**WORK TASK**: Count the lines in the data below that include the word "black", then state the total and nothing besides.
■ ■ ■ ■
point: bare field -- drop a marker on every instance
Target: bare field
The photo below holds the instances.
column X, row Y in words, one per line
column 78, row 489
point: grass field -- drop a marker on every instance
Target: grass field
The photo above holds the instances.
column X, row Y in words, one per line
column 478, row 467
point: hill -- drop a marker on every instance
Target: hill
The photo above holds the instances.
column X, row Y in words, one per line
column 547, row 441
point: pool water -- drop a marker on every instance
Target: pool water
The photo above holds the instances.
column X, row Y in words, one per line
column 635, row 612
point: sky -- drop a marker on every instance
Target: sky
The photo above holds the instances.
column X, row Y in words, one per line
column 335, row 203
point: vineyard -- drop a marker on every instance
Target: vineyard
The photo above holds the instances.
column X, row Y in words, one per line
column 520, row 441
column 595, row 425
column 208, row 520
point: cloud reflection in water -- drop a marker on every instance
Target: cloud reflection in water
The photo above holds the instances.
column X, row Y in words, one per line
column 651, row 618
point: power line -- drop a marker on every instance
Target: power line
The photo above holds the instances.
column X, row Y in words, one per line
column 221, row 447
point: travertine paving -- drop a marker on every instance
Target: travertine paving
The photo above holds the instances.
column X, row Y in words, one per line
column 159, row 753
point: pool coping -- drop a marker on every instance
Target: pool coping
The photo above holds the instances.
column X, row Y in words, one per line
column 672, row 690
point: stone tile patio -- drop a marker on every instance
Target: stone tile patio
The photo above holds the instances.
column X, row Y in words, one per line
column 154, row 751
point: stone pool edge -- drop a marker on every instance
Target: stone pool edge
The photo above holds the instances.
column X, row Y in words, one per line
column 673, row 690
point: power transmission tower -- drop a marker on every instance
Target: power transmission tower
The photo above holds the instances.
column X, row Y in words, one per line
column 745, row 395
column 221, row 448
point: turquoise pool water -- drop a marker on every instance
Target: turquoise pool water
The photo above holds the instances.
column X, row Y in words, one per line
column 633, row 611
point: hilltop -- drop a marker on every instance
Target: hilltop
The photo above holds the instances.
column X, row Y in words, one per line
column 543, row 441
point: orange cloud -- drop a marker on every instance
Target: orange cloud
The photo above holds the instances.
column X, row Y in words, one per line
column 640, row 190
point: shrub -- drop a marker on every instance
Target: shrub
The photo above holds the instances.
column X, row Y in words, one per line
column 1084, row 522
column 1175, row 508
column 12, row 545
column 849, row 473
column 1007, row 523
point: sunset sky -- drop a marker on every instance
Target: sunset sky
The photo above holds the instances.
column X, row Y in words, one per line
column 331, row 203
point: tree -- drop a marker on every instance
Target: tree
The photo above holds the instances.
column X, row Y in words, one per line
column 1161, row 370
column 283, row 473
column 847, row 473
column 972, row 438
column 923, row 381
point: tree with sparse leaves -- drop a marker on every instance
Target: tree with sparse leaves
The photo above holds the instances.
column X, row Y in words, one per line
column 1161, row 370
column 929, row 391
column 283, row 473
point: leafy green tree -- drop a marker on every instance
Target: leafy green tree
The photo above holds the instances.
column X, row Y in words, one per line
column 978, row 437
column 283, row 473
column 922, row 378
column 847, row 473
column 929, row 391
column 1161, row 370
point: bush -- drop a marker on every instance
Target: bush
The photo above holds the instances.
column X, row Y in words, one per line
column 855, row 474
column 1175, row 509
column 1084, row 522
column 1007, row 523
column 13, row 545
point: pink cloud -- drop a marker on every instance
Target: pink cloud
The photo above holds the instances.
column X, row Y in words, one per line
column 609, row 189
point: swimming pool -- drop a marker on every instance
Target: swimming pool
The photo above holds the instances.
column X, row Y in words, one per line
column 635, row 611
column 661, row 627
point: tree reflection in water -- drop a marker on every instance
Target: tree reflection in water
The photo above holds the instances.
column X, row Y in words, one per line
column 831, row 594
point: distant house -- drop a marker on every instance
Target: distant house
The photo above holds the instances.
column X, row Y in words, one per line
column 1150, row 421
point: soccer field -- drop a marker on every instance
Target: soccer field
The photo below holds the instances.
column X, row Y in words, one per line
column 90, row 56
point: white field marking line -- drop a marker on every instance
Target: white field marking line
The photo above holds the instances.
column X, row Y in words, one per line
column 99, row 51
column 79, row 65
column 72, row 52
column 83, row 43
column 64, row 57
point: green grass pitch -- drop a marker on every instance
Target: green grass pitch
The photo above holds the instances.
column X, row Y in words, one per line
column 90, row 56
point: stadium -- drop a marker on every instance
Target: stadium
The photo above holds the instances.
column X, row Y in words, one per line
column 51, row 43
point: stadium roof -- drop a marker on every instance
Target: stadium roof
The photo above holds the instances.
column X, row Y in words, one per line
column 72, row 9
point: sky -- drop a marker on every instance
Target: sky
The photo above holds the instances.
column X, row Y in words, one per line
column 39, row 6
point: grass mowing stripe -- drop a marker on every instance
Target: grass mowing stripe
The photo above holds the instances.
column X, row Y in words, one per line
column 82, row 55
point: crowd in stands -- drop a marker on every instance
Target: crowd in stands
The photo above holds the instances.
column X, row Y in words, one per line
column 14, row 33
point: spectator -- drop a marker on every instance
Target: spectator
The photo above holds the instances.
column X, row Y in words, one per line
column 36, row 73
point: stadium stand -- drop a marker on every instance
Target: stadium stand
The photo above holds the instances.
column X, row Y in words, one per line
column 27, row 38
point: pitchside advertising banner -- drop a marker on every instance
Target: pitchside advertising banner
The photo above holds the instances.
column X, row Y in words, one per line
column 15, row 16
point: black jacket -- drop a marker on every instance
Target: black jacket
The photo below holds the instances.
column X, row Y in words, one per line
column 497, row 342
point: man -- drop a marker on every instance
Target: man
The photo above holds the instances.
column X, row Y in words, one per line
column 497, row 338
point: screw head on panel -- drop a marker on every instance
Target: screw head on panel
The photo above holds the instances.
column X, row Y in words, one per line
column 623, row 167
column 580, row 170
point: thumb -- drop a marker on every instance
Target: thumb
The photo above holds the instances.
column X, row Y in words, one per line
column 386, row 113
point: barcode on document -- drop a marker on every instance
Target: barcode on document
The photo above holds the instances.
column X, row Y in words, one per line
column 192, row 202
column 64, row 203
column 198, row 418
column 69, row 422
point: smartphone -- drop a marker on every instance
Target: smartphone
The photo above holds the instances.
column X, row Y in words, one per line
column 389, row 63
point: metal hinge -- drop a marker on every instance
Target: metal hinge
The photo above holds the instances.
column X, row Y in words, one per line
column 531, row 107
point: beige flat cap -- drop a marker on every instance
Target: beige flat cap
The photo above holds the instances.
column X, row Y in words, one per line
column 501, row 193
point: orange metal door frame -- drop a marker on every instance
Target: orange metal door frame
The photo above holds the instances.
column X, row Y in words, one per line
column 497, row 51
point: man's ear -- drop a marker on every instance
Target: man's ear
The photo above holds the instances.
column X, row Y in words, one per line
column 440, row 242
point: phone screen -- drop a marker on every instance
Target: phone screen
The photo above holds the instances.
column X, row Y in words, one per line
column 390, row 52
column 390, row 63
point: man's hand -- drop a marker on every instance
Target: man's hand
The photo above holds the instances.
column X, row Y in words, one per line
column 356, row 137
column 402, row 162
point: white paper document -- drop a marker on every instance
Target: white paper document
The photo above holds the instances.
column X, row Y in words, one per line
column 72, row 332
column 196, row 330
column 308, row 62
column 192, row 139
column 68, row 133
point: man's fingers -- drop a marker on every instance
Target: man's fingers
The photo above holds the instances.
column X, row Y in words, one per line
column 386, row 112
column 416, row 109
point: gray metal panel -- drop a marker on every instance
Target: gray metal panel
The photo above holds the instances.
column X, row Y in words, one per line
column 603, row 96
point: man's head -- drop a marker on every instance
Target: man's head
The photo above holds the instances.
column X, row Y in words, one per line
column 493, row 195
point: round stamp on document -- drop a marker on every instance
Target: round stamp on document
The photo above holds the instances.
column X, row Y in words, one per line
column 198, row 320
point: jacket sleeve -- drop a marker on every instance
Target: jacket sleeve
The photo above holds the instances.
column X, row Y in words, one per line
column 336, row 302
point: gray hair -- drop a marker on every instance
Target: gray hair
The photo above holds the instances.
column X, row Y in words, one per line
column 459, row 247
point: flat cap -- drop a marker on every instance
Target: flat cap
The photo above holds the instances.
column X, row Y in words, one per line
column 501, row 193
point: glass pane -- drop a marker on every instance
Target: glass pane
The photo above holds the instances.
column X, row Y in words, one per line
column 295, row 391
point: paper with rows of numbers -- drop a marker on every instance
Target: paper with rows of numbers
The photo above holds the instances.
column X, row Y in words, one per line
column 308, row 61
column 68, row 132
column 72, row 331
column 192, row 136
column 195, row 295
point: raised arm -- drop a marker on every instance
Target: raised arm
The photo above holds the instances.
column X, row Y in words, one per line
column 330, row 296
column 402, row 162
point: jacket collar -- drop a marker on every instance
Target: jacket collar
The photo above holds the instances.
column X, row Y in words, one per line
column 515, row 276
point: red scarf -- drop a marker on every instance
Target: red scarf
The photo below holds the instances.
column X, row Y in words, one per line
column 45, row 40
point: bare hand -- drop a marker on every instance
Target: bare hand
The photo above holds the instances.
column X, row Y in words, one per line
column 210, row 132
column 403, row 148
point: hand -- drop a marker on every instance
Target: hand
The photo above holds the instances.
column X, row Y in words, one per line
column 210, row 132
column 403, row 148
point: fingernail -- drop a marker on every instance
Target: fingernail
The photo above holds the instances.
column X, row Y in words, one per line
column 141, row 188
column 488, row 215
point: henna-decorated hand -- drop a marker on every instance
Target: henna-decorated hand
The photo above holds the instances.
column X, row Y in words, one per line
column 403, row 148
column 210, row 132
■ ■ ■ ■
**WRITTEN SOLUTION**: 2